# start of ENTRIES
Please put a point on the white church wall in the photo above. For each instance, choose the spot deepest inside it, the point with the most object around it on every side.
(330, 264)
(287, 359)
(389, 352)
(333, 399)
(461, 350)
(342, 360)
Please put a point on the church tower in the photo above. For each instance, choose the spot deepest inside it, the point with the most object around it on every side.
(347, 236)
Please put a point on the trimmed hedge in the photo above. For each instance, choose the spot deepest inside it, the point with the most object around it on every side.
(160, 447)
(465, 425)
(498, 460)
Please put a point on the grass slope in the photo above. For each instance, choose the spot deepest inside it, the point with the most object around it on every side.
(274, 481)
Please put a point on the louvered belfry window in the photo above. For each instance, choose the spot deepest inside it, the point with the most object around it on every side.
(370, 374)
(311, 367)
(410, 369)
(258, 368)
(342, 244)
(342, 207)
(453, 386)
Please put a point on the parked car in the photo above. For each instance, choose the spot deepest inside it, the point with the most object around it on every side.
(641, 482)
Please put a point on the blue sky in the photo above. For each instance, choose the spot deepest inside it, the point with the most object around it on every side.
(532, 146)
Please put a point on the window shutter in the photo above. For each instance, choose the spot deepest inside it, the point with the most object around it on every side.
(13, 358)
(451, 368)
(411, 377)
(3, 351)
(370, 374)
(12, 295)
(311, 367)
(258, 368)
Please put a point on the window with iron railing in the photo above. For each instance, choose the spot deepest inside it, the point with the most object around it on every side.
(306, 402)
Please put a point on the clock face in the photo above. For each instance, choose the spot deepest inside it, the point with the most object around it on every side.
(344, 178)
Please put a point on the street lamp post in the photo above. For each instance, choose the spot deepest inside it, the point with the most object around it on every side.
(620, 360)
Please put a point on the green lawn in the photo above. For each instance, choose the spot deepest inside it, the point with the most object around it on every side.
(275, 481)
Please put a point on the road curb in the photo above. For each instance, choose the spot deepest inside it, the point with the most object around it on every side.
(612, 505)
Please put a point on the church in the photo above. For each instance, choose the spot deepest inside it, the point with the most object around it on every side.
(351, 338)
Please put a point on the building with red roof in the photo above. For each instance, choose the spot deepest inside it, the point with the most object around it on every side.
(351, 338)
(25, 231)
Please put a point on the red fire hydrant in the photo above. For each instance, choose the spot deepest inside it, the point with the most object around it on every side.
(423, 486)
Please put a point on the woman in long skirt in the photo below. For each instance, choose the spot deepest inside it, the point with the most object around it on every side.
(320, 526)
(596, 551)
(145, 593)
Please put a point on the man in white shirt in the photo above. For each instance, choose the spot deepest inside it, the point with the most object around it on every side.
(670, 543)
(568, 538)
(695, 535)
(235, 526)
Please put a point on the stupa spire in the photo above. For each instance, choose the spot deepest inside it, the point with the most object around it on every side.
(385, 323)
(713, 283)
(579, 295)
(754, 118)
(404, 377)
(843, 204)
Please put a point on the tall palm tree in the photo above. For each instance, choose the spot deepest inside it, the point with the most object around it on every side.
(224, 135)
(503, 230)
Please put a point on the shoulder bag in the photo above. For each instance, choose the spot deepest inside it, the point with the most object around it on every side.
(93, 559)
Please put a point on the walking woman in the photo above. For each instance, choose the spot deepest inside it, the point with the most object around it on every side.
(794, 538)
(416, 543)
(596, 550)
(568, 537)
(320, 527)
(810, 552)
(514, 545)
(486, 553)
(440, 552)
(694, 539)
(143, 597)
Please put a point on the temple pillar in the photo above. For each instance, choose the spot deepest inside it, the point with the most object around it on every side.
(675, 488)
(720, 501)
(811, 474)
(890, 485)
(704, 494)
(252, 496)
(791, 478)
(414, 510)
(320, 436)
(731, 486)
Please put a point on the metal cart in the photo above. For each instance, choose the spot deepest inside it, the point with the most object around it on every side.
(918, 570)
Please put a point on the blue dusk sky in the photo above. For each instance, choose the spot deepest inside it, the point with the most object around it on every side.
# end of ENTRIES
| EXERCISE DETAILS |
Make an exact copy of the listing, including every line.

| RESPONSE BELOW |
Please put a point on the white church wall in the photo above. For each instance, choose the spot deepest inside it, the point with the most object around it on every side.
(330, 264)
(287, 359)
(389, 352)
(333, 399)
(461, 350)
(342, 360)
Please put a point on the church tower in the photo above. For each instance, choose the spot deepest inside it, the point with the most object around it on every side.
(347, 236)
Please put a point on the trimmed hedge in the photo above. For each instance, choose the spot deepest inside it, the point with the most object around it on every side.
(160, 447)
(465, 425)
(498, 460)
Please put a point on the grass slope in the photo above. For each instance, choose the spot deepest inside it, the point with the most object around it on every side.
(274, 481)
Please put a point on the louvered belfry window in the photo above. For each instance, choose the spot deepest inside it, the point with the most object around it on every side.
(370, 374)
(311, 367)
(410, 369)
(258, 368)
(342, 244)
(342, 207)
(453, 386)
Please put a point on the parked car in the photo above. For each instance, choose the spot deepest inside it, the point with the most object around it on every side.
(641, 482)
Please put a point on the blue sky in the photo above. For each instance, choose the spot deepest inside it, the point with the most object around it on every side.
(532, 146)
Please put a point on the window shutter in the photo above. For each instance, choose the spot deepest inside it, the point with the most object around it on every side.
(13, 358)
(451, 368)
(411, 377)
(3, 351)
(370, 374)
(12, 295)
(311, 367)
(258, 368)
Please put a point on the window with iron railing in the photo above. For each instance, choose the spot deepest inside it, the point with the most object around it on every side.
(306, 402)
Please put a point on the clock face in the photo above. For each instance, choose the spot deepest inside it, the point with the most object around it on every side.
(344, 178)
Please put a point on the street lamp post in the photo above. For each instance, choose the spot deepest inside it, the point with the most object around it on every side.
(620, 360)
Please put a point on the green lawn in the photo above. For each instance, choose the spot deepest inside it, the point with the most object around it on every side.
(275, 481)
Please put a point on the road curb in the photo above. For each instance, choose the spot deepest inside it, the point with the most object around it on every side.
(612, 505)
Please put a point on the church in the photo above. For each instance, choose the spot deepest inside it, the point with the most object around it on every side.
(351, 338)
Please put a point on the building with red roof in the photo above. For each instance, choose the spot deepest inside it, the point with the most object around it on every side.
(351, 338)
(25, 231)
Please put a point on the red fire hydrant in the photo above. For each instance, choose the spot deepest inside it, the point with the most object around it on every side.
(423, 486)
Please put a point on the woman in long skirt in the photo below. For each instance, choose the spot deepest inside it, the point with the most object around it on every side.
(320, 526)
(596, 551)
(145, 593)
Please put a point on the man in white shirt in the photo above. For each instance, choose the spot deepest inside it, the point with the most object around it on every side.
(670, 543)
(568, 538)
(695, 535)
(235, 526)
Please put a point on the stupa spire in the photo above. For each instance, choose the spot deepest inside it, the point with the most object around it on every side.
(385, 323)
(713, 283)
(579, 295)
(754, 118)
(404, 377)
(843, 204)
Please put a point on the tall palm tree in the photo above. For each instance, choose the spot deepest inside it, the point with the most object around it on every side.
(224, 135)
(503, 230)
Please put a point on the shoulder bag in the photo above. For each instance, choose the spot deepest inside it, the point with the most object around it on every side.
(93, 559)
Please put a point on the walking woman in the photo above. For each instance, choose the spot deepest inside it, the point with the most object around it on every side.
(794, 538)
(416, 543)
(596, 550)
(568, 537)
(320, 527)
(810, 552)
(514, 545)
(486, 553)
(440, 552)
(694, 539)
(143, 597)
Please put a point on the temple pillar in the photo above. For each instance, choose the spot deepest inside it, the point with the most object around it on every side.
(675, 488)
(720, 501)
(811, 474)
(890, 485)
(704, 494)
(252, 496)
(791, 478)
(414, 510)
(320, 436)
(731, 486)
Please put a point on the metal cart in the photo above. For each instance, choose the spot deepest inside it, the point with the most object around it on every side.
(918, 570)
Please put a point on the blue dusk sky in the photo above. For each instance, choose the spot deepest inside it, the point with the most object around it on every side.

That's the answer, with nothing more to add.